__Problem to work on__: Collect every line of the data that contains the string "cabinet", treating uppercase and lowercase letters as distinct.

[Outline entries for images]
——

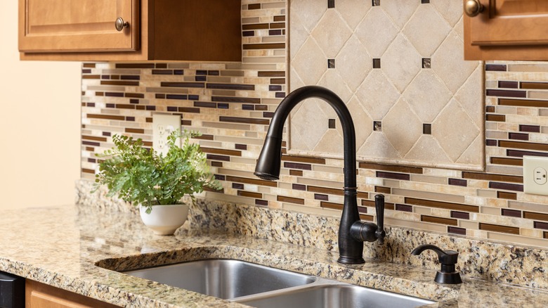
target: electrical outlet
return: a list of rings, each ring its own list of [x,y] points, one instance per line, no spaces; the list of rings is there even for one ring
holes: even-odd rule
[[[548,195],[548,158],[523,156],[523,191]]]
[[[167,136],[176,129],[181,130],[181,115],[152,115],[152,148],[158,153],[167,154]],[[181,146],[181,144],[177,144]]]

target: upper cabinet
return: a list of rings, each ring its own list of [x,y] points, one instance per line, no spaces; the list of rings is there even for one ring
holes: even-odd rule
[[[23,60],[240,61],[240,0],[19,0]]]
[[[466,60],[548,60],[548,1],[464,0]]]

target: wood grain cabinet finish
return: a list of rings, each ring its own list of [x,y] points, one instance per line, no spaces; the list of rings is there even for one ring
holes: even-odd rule
[[[114,308],[115,306],[79,294],[27,279],[25,308]]]
[[[483,11],[465,10],[465,60],[548,60],[548,1],[475,1]]]
[[[22,60],[240,61],[240,0],[19,0],[19,51]]]

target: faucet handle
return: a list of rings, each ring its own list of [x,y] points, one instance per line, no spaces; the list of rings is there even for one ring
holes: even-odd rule
[[[386,233],[384,232],[384,195],[375,195],[375,210],[377,211],[377,231],[375,237],[379,243],[384,243],[384,236]]]
[[[421,245],[411,252],[411,255],[419,255],[424,250],[433,250],[438,254],[441,269],[436,274],[434,281],[438,283],[462,283],[460,274],[455,271],[455,264],[459,258],[459,252],[455,250],[442,250],[434,245]]]

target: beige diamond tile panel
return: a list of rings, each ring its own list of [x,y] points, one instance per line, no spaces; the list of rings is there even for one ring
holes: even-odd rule
[[[462,1],[327,4],[289,2],[289,90],[317,84],[341,96],[360,160],[483,169],[483,63],[455,60],[463,58]],[[323,102],[302,104],[290,117],[289,153],[341,158],[334,118]]]

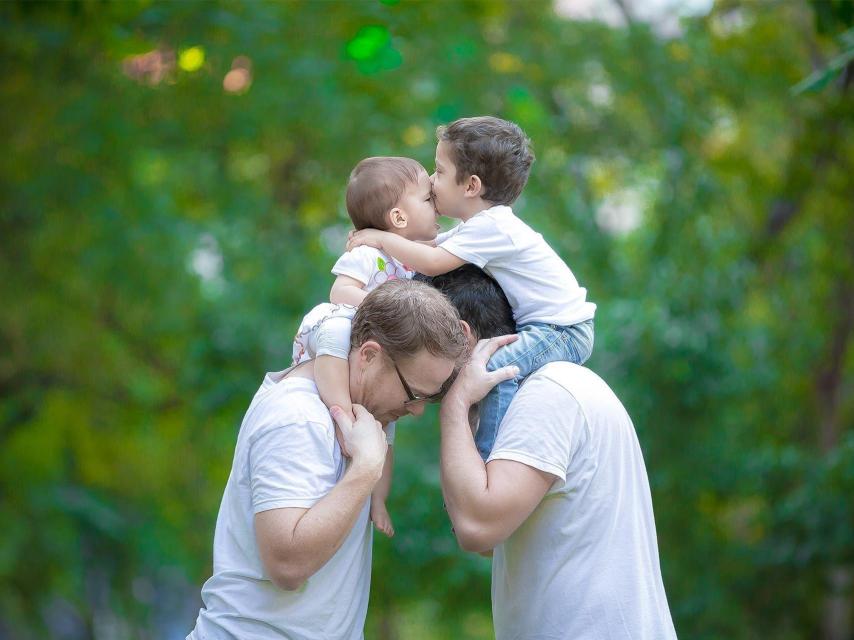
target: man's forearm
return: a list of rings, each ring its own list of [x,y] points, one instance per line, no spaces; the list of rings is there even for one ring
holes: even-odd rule
[[[275,531],[272,537],[279,538],[266,540],[268,544],[263,545],[271,550],[272,557],[265,558],[265,566],[278,586],[299,588],[335,555],[356,523],[381,470],[354,463],[327,495],[302,511],[295,523],[288,522],[288,512],[293,512],[292,509],[276,509],[256,516],[273,519],[264,530]],[[276,522],[277,517],[284,520]]]
[[[468,422],[466,403],[446,397],[440,411],[442,493],[455,528],[475,519],[483,506],[488,484],[486,465],[477,452]]]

——

__Final answer__:
target: upper cabinet
target: wood grain cabinet finish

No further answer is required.